▶ **RECORDS FOR THIS EXERCISE**:
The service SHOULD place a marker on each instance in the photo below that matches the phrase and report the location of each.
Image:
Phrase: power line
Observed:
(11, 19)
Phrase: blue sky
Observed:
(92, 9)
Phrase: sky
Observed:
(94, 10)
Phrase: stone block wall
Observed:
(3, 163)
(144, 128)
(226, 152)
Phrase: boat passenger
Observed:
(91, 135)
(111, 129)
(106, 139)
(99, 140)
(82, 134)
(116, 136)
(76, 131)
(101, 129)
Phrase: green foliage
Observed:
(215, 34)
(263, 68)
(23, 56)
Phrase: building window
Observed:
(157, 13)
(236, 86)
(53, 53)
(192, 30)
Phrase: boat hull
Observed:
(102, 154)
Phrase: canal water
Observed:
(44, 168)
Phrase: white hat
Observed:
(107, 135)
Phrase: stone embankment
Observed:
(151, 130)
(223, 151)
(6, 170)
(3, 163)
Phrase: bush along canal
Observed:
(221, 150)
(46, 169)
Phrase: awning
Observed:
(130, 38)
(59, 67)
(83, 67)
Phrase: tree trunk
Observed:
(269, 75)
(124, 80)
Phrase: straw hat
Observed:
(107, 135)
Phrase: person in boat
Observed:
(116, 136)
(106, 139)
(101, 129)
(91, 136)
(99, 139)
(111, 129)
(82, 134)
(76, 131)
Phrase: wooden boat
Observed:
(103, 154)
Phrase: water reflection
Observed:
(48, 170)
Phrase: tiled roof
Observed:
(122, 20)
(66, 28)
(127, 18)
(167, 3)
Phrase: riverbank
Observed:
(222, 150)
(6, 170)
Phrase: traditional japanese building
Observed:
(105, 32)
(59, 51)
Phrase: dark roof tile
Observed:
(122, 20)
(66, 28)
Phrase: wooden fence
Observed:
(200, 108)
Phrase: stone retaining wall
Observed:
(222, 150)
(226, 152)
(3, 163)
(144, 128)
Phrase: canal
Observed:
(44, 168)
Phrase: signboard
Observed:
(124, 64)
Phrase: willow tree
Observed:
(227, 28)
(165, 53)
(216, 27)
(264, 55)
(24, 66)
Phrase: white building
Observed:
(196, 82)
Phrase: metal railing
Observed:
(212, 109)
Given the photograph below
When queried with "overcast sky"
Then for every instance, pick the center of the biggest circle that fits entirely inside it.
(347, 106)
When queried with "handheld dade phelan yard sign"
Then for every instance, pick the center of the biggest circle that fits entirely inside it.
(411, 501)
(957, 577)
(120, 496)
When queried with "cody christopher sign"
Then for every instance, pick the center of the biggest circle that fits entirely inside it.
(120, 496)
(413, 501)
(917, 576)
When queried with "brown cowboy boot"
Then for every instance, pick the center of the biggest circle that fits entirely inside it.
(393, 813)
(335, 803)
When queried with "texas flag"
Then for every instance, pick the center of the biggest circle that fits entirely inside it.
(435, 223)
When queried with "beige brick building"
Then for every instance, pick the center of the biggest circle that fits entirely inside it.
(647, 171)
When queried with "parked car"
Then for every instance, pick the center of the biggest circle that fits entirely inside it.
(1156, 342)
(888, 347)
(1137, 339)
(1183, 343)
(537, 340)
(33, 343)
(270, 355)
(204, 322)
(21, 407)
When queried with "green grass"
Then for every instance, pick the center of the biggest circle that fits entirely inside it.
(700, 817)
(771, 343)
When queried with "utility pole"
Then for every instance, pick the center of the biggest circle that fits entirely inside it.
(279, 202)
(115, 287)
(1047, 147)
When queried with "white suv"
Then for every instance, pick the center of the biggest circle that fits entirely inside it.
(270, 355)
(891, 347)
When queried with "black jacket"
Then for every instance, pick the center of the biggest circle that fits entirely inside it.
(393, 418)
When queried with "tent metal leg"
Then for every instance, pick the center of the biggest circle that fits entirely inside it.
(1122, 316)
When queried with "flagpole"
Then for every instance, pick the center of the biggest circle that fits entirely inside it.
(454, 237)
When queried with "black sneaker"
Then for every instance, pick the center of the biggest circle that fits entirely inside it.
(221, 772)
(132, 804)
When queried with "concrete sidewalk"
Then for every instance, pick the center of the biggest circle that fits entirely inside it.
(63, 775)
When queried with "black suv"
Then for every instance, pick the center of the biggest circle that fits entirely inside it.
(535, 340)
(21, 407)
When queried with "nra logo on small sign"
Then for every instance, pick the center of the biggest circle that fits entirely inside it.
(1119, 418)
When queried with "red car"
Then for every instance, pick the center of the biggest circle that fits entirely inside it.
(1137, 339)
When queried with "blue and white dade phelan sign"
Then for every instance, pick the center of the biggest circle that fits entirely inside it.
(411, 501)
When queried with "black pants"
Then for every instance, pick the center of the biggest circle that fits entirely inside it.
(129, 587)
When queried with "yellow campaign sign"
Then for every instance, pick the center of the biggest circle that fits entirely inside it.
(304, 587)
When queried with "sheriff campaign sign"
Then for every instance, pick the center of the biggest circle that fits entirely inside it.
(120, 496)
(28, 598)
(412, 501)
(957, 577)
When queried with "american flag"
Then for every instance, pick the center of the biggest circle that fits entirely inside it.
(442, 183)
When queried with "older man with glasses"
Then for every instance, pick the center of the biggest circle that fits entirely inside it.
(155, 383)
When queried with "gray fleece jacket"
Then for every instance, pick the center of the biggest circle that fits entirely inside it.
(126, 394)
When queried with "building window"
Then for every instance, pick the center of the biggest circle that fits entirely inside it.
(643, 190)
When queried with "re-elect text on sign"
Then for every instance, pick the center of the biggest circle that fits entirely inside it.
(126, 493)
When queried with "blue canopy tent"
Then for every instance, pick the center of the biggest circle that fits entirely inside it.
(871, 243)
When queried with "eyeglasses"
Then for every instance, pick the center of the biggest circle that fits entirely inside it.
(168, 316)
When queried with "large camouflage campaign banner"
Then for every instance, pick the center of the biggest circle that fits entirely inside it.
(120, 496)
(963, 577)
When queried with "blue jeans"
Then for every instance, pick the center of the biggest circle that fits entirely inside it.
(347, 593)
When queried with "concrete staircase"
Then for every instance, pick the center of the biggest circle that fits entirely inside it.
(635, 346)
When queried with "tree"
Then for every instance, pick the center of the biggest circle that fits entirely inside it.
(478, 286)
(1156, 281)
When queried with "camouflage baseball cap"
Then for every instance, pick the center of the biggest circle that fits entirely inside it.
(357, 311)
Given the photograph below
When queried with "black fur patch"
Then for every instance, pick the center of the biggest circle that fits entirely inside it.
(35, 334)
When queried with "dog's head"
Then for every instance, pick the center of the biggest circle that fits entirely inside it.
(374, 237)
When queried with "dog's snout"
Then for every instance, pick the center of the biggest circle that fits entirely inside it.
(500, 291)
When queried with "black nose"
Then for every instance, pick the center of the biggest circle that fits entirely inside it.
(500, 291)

▶ **WORK TO COMPLETE**:
May I have the entries returned exactly, with every line in place?

▶ **WORKED SOLUTION**:
The service SHOULD place a marker on each instance in the photo below that matches the phrase and report the location of each.
Image:
Phrase: power line
Observed:
(11, 19)
Phrase: blue sky
Observed:
(92, 9)
Phrase: sky
Observed:
(94, 10)
Phrase: stone block wall
Observed:
(3, 163)
(144, 128)
(226, 152)
Phrase: boat passenger
Observed:
(91, 135)
(111, 129)
(106, 139)
(99, 140)
(82, 134)
(116, 136)
(76, 131)
(101, 129)
Phrase: green foliage
Observed:
(215, 34)
(263, 68)
(23, 56)
Phrase: building window
Observed:
(157, 13)
(236, 86)
(53, 53)
(192, 30)
Phrase: boat hull
Observed:
(102, 154)
Phrase: canal water
Observed:
(44, 168)
Phrase: white hat
Observed:
(107, 135)
Phrase: stone embankment
Observed:
(151, 130)
(223, 151)
(6, 170)
(3, 163)
Phrase: bush along canal
Observed:
(221, 150)
(46, 169)
Phrase: awning
Observed:
(130, 38)
(59, 67)
(83, 67)
Phrase: tree trunk
Observed:
(269, 75)
(124, 80)
Phrase: straw hat
Observed:
(107, 135)
Phrase: person in boat
Observed:
(116, 136)
(106, 139)
(101, 129)
(91, 136)
(99, 139)
(111, 129)
(82, 134)
(76, 131)
Phrase: wooden boat
Observed:
(103, 154)
Phrase: water reflection
Observed:
(48, 170)
Phrase: tiled roof
Observed:
(122, 20)
(66, 28)
(127, 18)
(167, 3)
Phrase: riverbank
Observed:
(222, 150)
(6, 170)
Phrase: traditional japanese building
Observed:
(105, 32)
(59, 51)
Phrase: dark roof tile
Observed:
(122, 20)
(66, 28)
Phrase: wooden fence
Observed:
(200, 108)
Phrase: stone retaining wall
Observed:
(222, 150)
(226, 152)
(3, 163)
(144, 128)
Phrase: canal
Observed:
(44, 168)
Phrase: signboard
Observed:
(124, 64)
Phrase: willow tree
Observed:
(227, 28)
(165, 53)
(216, 27)
(264, 55)
(24, 66)
Phrase: white building
Observed:
(196, 82)
Phrase: metal railing
Observed:
(212, 109)
Given the photograph below
When queried with "overcast sky"
Then for every instance, pick the center of the biggest circle that fits entirely inside it.
(347, 106)
When queried with "handheld dade phelan yard sign"
Then for every instance, pick the center of the biggest circle that fits entirely inside it.
(411, 501)
(957, 577)
(120, 496)
When queried with "cody christopher sign"
Then for every instance, pick the center of the biggest circle that fits entirely inside it.
(120, 496)
(413, 501)
(917, 576)
When queried with "brown cowboy boot"
Then for every instance, pick the center of the biggest circle that fits entirely inside it.
(393, 813)
(335, 803)
When queried with "texas flag"
Then for every instance, pick the center of the biggest circle that fits entirely inside it.
(435, 223)
When queried with "beige brick building"
Then for every instance, pick the center of the biggest circle that fits entirely inside it.
(647, 171)
When queried with "parked car"
Then for every instance, pick the center of the biggest circle that fits entirely inside it.
(1156, 342)
(888, 347)
(1137, 339)
(1183, 343)
(537, 340)
(33, 343)
(270, 355)
(204, 322)
(21, 407)
When queried with "green grass"
Then for every instance, pick the center of the biggest circle that fits entirely inside it.
(700, 817)
(771, 343)
When queried with "utility pole"
Then for every instance, pick the center of the biggest circle that fits entirely inside it.
(279, 202)
(115, 287)
(1047, 147)
When queried with "white suv"
Then for every instance, pick the center of the biggest circle that fits entirely inside it.
(270, 355)
(891, 347)
When queried with "black jacket"
Then for every instance, pick the center of the biggest circle that fits entirely inside it.
(393, 418)
When queried with "tent metal leg"
Then for every instance, pick the center of the biggest circle that fits entirely inside it.
(1122, 316)
When queried with "flagpole"
Then for every instance, pick the center of the biggest circle that fits entirely inside it.
(454, 237)
When queried with "black sneaker"
Then for every instance, pick the center of the biggest circle that fits entirely inside it.
(221, 772)
(132, 804)
When queried with "concrete sidewalk"
Then for every instance, pick the center of the biggest circle that fits entirely inside it.
(63, 775)
When queried with "black suv"
Then for every instance, pick the center of the biggest circle that fits entirely inside it.
(535, 340)
(21, 407)
When queried with "nra logo on small sign"
Then for every instance, pick the center of the biggest circle that fits entirely inside it.
(1119, 418)
When queried with "red car"
Then for every instance, pick the center of the biggest circle that fits entirely inside it.
(1137, 339)
When queried with "blue and white dade phelan sign"
Then for every instance, pick the center of the biggest circle that fits entirely inside it.
(411, 501)
When queried with "black pants"
Then for every instance, pick the center of the biggest circle that fits entirely inside it.
(129, 587)
When queried with "yellow campaign sign"
Then for every instance, pick the center of the biggest circle that fits entirely inside it.
(304, 587)
When queried with "sheriff campaign sign"
Then for every instance, pick the center of the biggest circle that fits entirely inside it.
(120, 496)
(28, 598)
(412, 501)
(957, 577)
When queried with "american flag"
Then for every instance, pick the center of the biggest circle that fits entirely inside it.
(442, 183)
When queried with "older man with glasses"
Then for every instance, pick the center of the biggest circle that fits entirely inside it.
(155, 383)
When queried with "gray fleece jacket"
Then for every instance, pick the center of the biggest circle that fits entirely inside it.
(126, 394)
When queried with "building window"
Then for every instance, pick the center of the biggest circle that fits entirely inside it.
(643, 190)
When queried with "re-elect text on sign"
Then for every instance, pick the center of the biggest circle that fits entirely inside it.
(126, 493)
When queried with "blue canopy tent"
Then for every instance, pick the center of the biggest circle that fits entirely inside it.
(871, 243)
When queried with "eyeglasses"
Then for every instance, pick the center of the biggest circle that fits entirely inside it.
(168, 316)
When queried with "large camouflage campaign banner"
Then for every instance, pick the center of the biggest circle that fits entirely inside it.
(120, 496)
(963, 577)
When queried with "blue jeans"
Then for every instance, pick the center of the biggest circle that fits entirely inside it.
(347, 593)
When queried with "concrete staircase"
Then for every instance, pick the center of the biggest circle that fits entirely inside it.
(635, 346)
When queried with "tree"
Then for every instance, pick the center of the biggest circle that fits entirely inside it.
(478, 286)
(1156, 281)
When queried with "camouflage baseball cap"
Then for every instance, pick the center of the biggest circle that fits entirely inside it.
(357, 311)
Given the photograph below
When queried with "black fur patch"
Then for every instance, pick the center of the biggest circle that fits entirely inside it.
(35, 334)
When queried with "dog's head"
Then for every instance, pick the center of the biggest circle that fits entirely inside it.
(374, 237)
When queried with "dog's snout"
Then for every instance, pick the center of the biggest circle that fits entirely inside it.
(500, 291)
When queried with "black nose"
Then for every instance, pick the center of the biggest circle that fits entirely inside it.
(500, 291)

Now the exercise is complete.